• What is being asked:
Could you retype every line of the listing below word for word, without including any of the pictures in your answer?

• Input records:

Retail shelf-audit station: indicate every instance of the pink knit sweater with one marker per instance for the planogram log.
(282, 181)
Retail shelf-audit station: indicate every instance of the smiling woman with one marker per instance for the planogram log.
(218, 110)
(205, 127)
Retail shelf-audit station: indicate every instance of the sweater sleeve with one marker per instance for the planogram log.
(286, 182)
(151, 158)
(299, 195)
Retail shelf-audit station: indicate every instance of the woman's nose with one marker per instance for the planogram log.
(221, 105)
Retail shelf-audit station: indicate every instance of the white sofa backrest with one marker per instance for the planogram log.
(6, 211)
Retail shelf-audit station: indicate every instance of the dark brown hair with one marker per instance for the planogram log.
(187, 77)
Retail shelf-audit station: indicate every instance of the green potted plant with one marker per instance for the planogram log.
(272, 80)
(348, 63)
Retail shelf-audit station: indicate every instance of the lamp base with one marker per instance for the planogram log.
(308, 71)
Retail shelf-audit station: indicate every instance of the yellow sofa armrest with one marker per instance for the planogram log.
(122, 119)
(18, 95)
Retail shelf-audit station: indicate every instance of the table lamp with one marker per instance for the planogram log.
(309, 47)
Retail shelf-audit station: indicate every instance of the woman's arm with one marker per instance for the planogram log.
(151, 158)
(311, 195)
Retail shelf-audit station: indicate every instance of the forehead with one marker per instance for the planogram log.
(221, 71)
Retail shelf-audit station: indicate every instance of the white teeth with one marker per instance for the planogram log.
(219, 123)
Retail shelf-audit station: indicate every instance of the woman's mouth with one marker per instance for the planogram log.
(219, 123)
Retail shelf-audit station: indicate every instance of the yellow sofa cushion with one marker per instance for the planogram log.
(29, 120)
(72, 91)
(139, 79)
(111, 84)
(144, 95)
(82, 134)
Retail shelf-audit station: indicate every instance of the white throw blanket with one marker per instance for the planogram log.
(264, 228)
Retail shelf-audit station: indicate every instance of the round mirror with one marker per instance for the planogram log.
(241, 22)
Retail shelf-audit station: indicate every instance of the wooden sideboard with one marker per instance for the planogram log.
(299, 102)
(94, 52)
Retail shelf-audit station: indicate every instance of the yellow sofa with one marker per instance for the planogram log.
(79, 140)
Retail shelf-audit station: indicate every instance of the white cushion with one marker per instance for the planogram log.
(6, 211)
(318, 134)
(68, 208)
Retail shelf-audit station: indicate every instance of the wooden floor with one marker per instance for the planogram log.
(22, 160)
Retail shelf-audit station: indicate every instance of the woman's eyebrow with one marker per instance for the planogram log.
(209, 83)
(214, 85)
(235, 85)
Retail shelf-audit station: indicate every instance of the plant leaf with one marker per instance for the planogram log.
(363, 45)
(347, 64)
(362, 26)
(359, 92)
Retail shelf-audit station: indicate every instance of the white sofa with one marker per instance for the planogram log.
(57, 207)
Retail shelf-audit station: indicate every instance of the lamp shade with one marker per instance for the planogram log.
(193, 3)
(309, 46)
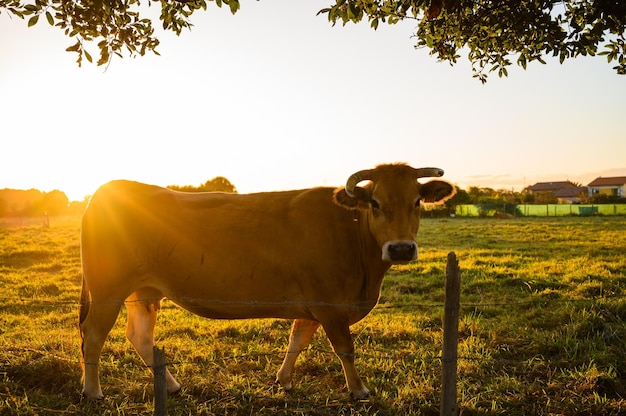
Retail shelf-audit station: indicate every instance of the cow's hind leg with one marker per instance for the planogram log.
(302, 331)
(142, 309)
(97, 319)
(340, 338)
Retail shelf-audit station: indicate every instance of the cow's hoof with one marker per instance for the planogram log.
(360, 394)
(93, 398)
(286, 385)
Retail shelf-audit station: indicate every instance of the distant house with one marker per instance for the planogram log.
(614, 186)
(565, 191)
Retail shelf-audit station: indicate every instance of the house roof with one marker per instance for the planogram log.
(612, 181)
(571, 192)
(550, 186)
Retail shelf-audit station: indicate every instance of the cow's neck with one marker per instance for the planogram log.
(372, 265)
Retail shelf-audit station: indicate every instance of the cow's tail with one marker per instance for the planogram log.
(85, 300)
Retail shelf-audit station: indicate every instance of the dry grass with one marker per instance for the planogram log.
(542, 332)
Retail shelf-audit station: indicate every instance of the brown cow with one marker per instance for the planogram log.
(317, 256)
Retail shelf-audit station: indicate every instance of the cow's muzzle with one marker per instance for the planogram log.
(400, 251)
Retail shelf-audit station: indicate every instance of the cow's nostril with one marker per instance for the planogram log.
(402, 251)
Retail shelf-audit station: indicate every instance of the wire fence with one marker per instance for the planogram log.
(539, 210)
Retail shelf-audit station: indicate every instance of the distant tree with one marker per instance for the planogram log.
(494, 33)
(461, 197)
(217, 184)
(54, 203)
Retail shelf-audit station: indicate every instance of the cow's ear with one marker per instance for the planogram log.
(437, 191)
(358, 201)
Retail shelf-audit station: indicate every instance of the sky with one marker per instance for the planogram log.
(276, 98)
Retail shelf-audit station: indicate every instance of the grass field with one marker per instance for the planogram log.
(542, 331)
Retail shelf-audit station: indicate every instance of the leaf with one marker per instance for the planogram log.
(33, 20)
(74, 48)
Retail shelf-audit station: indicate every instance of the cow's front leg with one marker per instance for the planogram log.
(302, 332)
(142, 317)
(341, 340)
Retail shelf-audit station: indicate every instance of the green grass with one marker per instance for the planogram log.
(542, 331)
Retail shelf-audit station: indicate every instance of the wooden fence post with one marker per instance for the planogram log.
(450, 338)
(160, 387)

• Task answer:
Retail shelf-audit station: indicate every instance of the pink knit sweater with one marker per instance for the planogram log.
(282, 181)
Retail shelf-audit station: indicate every instance of the smiling woman with one marker per instance for the planogram log.
(218, 110)
(205, 127)
Retail shelf-audit station: indicate every instance of the sweater sleeve with one marker per instance for the planogram log.
(286, 182)
(151, 158)
(299, 195)
Retail shelf-audit station: indicate every instance of the woman's nose with one marker per instance for the planogram log.
(221, 105)
Retail shelf-audit station: indicate every instance of the white sofa backrest with one marker per instance for the planogram log.
(6, 211)
Retail shelf-audit station: indicate every instance of the dark brown hair with one marker per instance for the planogram log.
(187, 77)
Retail shelf-audit station: indicate every instance of the green potted plant with one marker per instance for the planogram log.
(272, 80)
(348, 63)
Retail shelf-audit station: indicate every instance of the lamp base with one marker per instance for the planogram log.
(308, 71)
Retail shelf-audit station: indicate every instance of the yellow sofa armrest with one marker per instance for the planogram log.
(122, 119)
(18, 95)
Retail shelf-audit station: indicate every instance of the table lamp with one marker per instance for the planogram log.
(309, 47)
Retail shelf-audit station: indicate every instance of the woman's arm with one marker per instance for the planogram log.
(151, 158)
(311, 195)
Retail shelf-audit station: indicate every instance of the forehead with one marker per instance for the planogram log.
(221, 71)
Retail shelf-audit station: indicate every instance of the white teeth with one marker per instance for the planogram log.
(219, 123)
Retail shelf-audit station: indicate every instance of the woman's mouth with one marker per instance for the planogram log.
(219, 123)
Retail shelf-audit station: indicate every instance of the yellow sofa cushion with one marker per instance for the planogram log.
(29, 120)
(72, 91)
(139, 79)
(111, 84)
(144, 95)
(82, 134)
Retail shelf-audit station: indicate every instance of the white throw blanket with one marker per instance for the planogram log.
(264, 228)
Retail shelf-audit station: indicate every instance of the round mirror with one marker per instance for the planogram log.
(241, 22)
Retail shelf-audit station: indicate every instance of the wooden sideboard with one marker per instance for the planogram log.
(299, 102)
(94, 52)
Retail shelf-audit station: indicate every instance of the yellow sofa with one marker per instance for the planogram log.
(79, 140)
Retail shelf-audit station: indicate every instance of the white cushion with one marker per instance for the planogram log.
(6, 211)
(318, 134)
(68, 208)
Retail shelf-audit station: indicate every instance of the wooden floor with one marker per instance for the planogram log.
(22, 160)
Retail shelf-audit station: indicate every instance of the woman's eyebrow with one marker per instance for the planogram log.
(209, 83)
(214, 85)
(235, 85)
Retail shelf-audit station: indicate every instance of the plant leaf with one marker per instance for the planogram log.
(363, 45)
(347, 64)
(362, 26)
(359, 92)
Retail shelf-audit station: indicate every instance of the white sofa with one marker per instance for the planogram log.
(57, 207)
Retail shelf-audit station: indicate every instance of the lamp shade with one marker per instance for the planogram log.
(193, 3)
(309, 46)
Retail shelf-audit station: indicate every instance of the cow's hind leg with one marker per instance for the planogram log.
(302, 331)
(142, 309)
(97, 319)
(340, 338)
Retail shelf-audit station: indicate every instance of the cow's hoof with one marker per instance for the planogram log.
(360, 394)
(93, 398)
(286, 385)
Retail shelf-audit station: indicate every instance of the distant house with one marker per instance for the planogram log.
(614, 186)
(565, 191)
Retail shelf-audit station: indicate every instance of the house roof with one marker per instance for the planogram log.
(612, 181)
(571, 192)
(550, 186)
Retail shelf-audit station: indicate every instance of the cow's neck with one marker per instance for the planogram log.
(372, 265)
Retail shelf-audit station: indicate every instance of the cow's tail with one marker per instance for the planogram log.
(85, 300)
Retail shelf-audit station: indicate every instance of the dry grass with one marker per instance for the planogram log.
(542, 332)
Retail shelf-audit station: indicate every instance of the brown cow with one marker per instance for the planogram log.
(317, 256)
Retail shelf-audit station: indicate every instance of the cow's muzzle with one marker per instance for the planogram log.
(400, 251)
Retail shelf-audit station: indicate every instance of the cow's nostril with one marker per instance for the planogram log.
(402, 251)
Retail shelf-audit station: indicate every instance of the wire fence with one marker per instance for the planogram log.
(539, 210)
Retail shelf-audit station: indicate every instance of the distant tree with one marker per instance for the planogram log.
(494, 33)
(461, 197)
(217, 184)
(54, 203)
Retail shelf-audit station: indicate every instance of the cow's ear with one marker per instance for the planogram log.
(437, 191)
(358, 201)
Retail shelf-audit station: indicate every instance of the sky with one marker per instance for the planogram log.
(276, 98)
Retail shelf-audit station: indicate every instance of the grass field with one marker per instance for the planogram log.
(542, 331)
Retail shelf-audit station: indicate every instance of the leaf with one marker per instance for the planogram log.
(33, 20)
(74, 48)
Retail shelf-audit station: indicate every instance of the cow's front leg with one marker per instance for the planogram log.
(302, 332)
(142, 317)
(341, 340)
Retail shelf-audit station: indicate every instance of the green grass with one marker per instance for the planogram log.
(542, 331)
Retail shelf-audit station: indicate every instance of the wooden fence post with one marker per instance for the planogram log.
(450, 338)
(160, 387)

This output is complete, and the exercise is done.